Data items:
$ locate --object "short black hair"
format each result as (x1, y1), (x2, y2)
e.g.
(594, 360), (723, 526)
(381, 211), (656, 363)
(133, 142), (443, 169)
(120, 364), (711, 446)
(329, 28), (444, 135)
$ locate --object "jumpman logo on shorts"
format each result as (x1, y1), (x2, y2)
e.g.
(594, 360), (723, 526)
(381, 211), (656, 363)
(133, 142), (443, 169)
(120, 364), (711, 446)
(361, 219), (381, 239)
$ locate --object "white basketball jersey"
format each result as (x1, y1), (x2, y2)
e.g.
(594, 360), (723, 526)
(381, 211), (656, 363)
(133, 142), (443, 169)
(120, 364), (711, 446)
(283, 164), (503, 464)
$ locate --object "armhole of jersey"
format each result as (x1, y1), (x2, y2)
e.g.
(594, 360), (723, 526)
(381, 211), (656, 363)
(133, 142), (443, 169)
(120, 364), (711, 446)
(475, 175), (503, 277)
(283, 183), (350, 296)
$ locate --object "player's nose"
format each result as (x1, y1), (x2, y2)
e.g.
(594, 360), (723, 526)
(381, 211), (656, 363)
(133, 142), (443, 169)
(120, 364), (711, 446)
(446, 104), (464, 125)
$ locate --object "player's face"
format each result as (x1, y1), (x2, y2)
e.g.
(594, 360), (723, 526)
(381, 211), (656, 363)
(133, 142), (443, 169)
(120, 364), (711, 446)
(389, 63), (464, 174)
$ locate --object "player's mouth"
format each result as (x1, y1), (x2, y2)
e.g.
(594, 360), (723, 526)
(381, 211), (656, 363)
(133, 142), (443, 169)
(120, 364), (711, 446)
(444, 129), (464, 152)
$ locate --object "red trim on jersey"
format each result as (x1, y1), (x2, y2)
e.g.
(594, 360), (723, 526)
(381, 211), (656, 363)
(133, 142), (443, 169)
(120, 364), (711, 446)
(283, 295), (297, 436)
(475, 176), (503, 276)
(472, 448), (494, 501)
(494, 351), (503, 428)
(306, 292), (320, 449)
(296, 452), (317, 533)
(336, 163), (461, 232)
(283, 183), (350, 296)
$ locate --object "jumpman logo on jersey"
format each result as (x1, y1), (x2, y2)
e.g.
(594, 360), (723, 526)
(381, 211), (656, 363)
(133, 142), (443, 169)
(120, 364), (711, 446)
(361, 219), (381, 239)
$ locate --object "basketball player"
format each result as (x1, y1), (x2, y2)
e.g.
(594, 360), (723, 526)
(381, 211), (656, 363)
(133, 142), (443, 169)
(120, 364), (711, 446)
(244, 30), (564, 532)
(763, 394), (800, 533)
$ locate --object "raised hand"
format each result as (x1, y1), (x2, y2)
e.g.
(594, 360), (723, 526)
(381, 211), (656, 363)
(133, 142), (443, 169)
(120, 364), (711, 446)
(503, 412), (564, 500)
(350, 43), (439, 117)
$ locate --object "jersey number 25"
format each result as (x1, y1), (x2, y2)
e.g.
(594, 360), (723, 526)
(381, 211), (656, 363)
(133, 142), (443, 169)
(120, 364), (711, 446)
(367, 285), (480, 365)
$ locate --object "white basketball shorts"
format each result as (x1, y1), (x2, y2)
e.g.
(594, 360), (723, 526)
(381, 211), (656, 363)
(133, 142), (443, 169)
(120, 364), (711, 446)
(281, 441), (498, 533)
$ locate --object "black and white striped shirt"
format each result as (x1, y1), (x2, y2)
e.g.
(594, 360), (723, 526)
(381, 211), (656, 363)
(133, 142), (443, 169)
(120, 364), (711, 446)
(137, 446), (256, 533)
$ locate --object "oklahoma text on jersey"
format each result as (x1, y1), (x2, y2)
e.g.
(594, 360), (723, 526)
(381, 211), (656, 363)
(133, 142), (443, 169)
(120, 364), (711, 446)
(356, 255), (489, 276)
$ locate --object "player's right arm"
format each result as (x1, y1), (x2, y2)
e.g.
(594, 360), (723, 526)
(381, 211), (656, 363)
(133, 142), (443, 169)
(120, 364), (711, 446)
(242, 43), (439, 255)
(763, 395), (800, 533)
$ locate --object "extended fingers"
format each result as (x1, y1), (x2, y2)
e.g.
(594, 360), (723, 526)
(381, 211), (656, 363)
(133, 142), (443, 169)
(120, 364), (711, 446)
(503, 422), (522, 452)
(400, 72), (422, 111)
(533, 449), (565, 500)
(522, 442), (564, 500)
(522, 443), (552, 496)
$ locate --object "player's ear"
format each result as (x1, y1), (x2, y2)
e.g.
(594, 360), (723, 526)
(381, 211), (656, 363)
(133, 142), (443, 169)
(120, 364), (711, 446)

** What to do **
Find every line in the listing that contains the string "jersey" and copy those lines out.

** Worked solution **
$ locate --object "white basketball jersey"
$ locate --object "armhole of jersey"
$ locate --object "red trim on jersey"
$ locate --object "jumpman logo on jersey"
$ locate --object "jersey number 25"
$ locate --object "oklahoma text on jersey"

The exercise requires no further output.